# Page text:
* Begin *

Who You Gonna Call?

Americans love celebrities and often obsess about their lives, work, and screw-ups. We buy magazines proclaiming to divulge how "Katie and Tom Keep the Romance Alive," visit TMZ to see how skanky Lindsey Lohan dressed for her recent court hearing, and buy perfume endorsed by Sarah Jessica Parker (um, in my defense, I like how it smells). The fact that there's such a market for books attached to celebrities should be of no surprise.

Today I read an article on the Huffington Post website that discussed the rise in celebrity cookbooks, including one due out soon by Gwyneth Paltrow. Whil
e Gwynnie and I aren't exactly BFFs that tell each other everything, I'm in agreement with the columnist, Denise Vivaldo, that she probably didn't exactly plop herself down at the MacBook and write the entire book herself. Vivaldo points out that many celebrities "work with" more established, reliable ghost writers to create their cookbooks, who may be given credit with the phrase "by celebrity x with writer y" on the cover or on the title page. Sometimes, according to Joanne Kaufman's article in the Wall Street Journal, ghost writers are paid extra to not have their name mentioned, or may actually request this themselves if they don't support the celebrity or the actual project.

And it's not just cookbooks. Walk into your local bookstore and you're bombarded with memoirs, advice books, or guides that are written, supposedly, by celebrities. On the current New York Times bestseller's list for nonfiction there are several, including books by George Bush (obviously ghost written), Keith Richards, Meredith Baxter, and Mike Huckabee. Over the years we've seen autism guides from Jennie McCarthy, marriage advice by Julia Rancic, and math assistance from Danica McKellar. Pick a celebrity, and chances are if they're slightly washed-up and have been an alcoholic, experimented with drugs, were cheated on, cheated on somebody else, or enjoy the company of prostitutes, they've written a book. Or, if they've ever had any diversity or trauma in their lives they're suddenly an expert and can tell us normal folks how to get through the ordeal. Currently, Charlie Sheen, sitcom star turned crazy raving lunatic, is trying to find someone to pay him $10 million for his story (I think I'd rather read his book than be forced to watch his stupid show, though). Sometimes, they even try to write novels, like "stars" Nichole Ritchie and Lauren Conrad (exception: Steve Martin). Ghost writers can also find work in social media, maintaining Facebook pages, blogs, and Twitter feeds for celebrities.

* End *

# Required actions:
**1)** In the post about celebrity books above, who wrote the Huffington Post column on the rise in celebrity cookbooks?
**2)** Copy the post about celebrity books word for word, everything from "Americans love celebrities" down to "of no surprise.".

# Dataset extract:

* Begin *

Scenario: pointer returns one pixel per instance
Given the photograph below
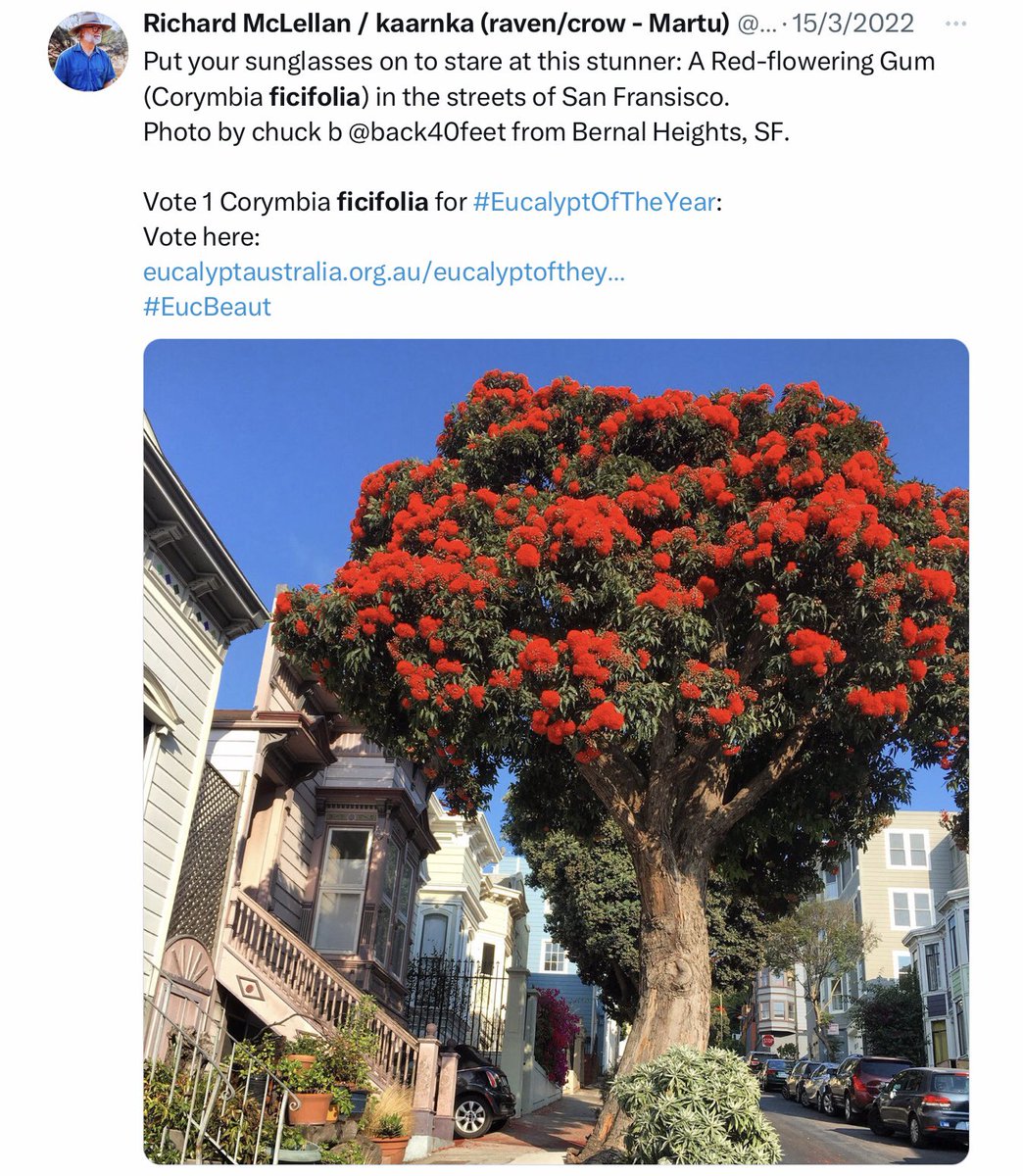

* End *

# Worked answers:
**1)** Denise Vivaldo

**2)**
Americans love celebrities and often obsess about their lives, work, and screw-ups. We buy magazines proclaiming to divulge how "Katie and Tom Keep the Romance Alive," visit TMZ to see how skanky Lindsey Lohan dressed for her recent court hearing, and buy perfume endorsed by Sarah Jessica Parker (um, in my defense, I like how it smells). The fact that there's such a market for books attached to celebrities should be of no surprise.